**Problem**
Exact copies of all the records are to be printed.

**Dataset excerpts**
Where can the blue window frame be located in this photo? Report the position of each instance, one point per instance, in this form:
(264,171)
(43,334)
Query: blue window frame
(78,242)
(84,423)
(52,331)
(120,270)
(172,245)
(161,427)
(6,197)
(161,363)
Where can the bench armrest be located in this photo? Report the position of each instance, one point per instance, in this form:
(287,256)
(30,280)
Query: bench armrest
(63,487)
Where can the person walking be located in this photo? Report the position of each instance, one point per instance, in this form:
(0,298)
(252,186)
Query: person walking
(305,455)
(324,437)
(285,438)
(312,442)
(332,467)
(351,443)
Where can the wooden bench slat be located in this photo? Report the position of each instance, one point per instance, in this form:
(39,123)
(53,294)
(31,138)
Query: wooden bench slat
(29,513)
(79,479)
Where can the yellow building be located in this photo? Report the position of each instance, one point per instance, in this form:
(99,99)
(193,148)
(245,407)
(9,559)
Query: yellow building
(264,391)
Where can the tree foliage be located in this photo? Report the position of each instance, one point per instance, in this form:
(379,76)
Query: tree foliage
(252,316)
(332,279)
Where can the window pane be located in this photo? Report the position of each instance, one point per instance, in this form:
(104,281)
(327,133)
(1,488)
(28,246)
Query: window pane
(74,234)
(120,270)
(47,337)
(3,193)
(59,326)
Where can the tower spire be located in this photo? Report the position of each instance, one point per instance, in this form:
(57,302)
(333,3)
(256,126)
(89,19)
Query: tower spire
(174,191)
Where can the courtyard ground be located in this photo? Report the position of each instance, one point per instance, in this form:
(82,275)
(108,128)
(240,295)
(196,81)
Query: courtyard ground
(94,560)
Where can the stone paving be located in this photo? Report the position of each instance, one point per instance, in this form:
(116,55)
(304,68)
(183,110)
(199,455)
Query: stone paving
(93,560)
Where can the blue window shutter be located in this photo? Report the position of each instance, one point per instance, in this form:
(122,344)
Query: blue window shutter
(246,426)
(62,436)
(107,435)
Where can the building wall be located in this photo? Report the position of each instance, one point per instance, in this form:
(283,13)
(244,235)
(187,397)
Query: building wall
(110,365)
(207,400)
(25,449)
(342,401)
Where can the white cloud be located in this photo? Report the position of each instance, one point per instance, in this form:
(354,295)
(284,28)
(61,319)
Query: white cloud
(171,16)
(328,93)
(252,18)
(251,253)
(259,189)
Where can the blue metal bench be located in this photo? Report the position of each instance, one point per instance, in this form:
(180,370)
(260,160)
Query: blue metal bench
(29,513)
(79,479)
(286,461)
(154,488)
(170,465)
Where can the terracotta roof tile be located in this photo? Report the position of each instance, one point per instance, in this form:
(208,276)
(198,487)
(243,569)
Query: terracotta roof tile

**Written solution**
Where can the blue window frame be located in this photo? Report the position of each instance, one point per instance, in this form:
(264,171)
(43,334)
Query: blue window frame
(78,242)
(84,423)
(52,331)
(120,270)
(172,245)
(161,427)
(6,197)
(161,363)
Where can the bench armrest be located in this photo? Report the position of each instance, one point per instance, in this form:
(287,256)
(30,280)
Query: bench armrest
(63,487)
Where can the person walking be located in this photo? Report the position of each instance, one point per instance, in this form:
(0,298)
(252,186)
Query: person walking
(305,455)
(324,437)
(285,438)
(312,442)
(332,467)
(351,443)
Where can the wooden bench slat be located in this photo? Report the position of each instance, one point per instance, in this form:
(39,123)
(53,294)
(31,138)
Query: wooden bench slat
(29,513)
(79,479)
Where can the yellow building be located in this photo? Report the position of each instance, one point per instance, in this form:
(99,99)
(193,148)
(245,407)
(9,559)
Query: yellow building
(264,391)
Where can the tree foliage be located in this photo? Report the position of each instance, one point per instance, in this form:
(379,76)
Query: tree foliage
(252,316)
(332,279)
Where can the window pane be located in this photo? Report the position of each instance, one point per instance, in this form:
(104,281)
(327,133)
(1,488)
(28,246)
Query: window pane
(74,234)
(120,270)
(47,337)
(3,193)
(59,326)
Where can the tower spire be located in this photo? Report the position of each instance, one point per instance, in this form:
(57,302)
(333,3)
(256,126)
(89,19)
Query: tower spire
(174,191)
Where can the courtyard ground be located in this photo? Report the position of each instance, one point per instance, in this form:
(82,275)
(108,128)
(240,295)
(196,81)
Query: courtyard ground
(94,560)
Where can the stone paving be located in this photo? Report the position of each instance, one point per instance, in this form:
(116,55)
(304,68)
(183,110)
(199,455)
Query: stone paving
(93,560)
Where can the blue window shutter be located in this photo? Report the position of each instance, one point per instance, in this form:
(122,344)
Query: blue window shutter
(246,426)
(62,436)
(107,435)
Where can the building wall be located in this photo? Report the position of each instance, one point per instance, in this form:
(283,13)
(244,235)
(187,397)
Query: building wall
(110,365)
(207,400)
(25,449)
(342,401)
Where can the white cloud be located in this photo? Report the position of each instance, one point per instance, in this form:
(354,295)
(284,28)
(61,319)
Query: white cloud
(171,16)
(328,93)
(252,18)
(251,253)
(259,189)
Where can the blue metal bench be located in this photo? Report the position of each instance, one point per instance, in this form:
(180,370)
(260,160)
Query: blue metal bench
(29,513)
(79,479)
(286,461)
(154,488)
(170,465)
Where can the terracotta roof tile be located in this photo? Report the position of each instance, one point per instance, in this form:
(208,276)
(198,487)
(243,569)
Query: terracotta roof tile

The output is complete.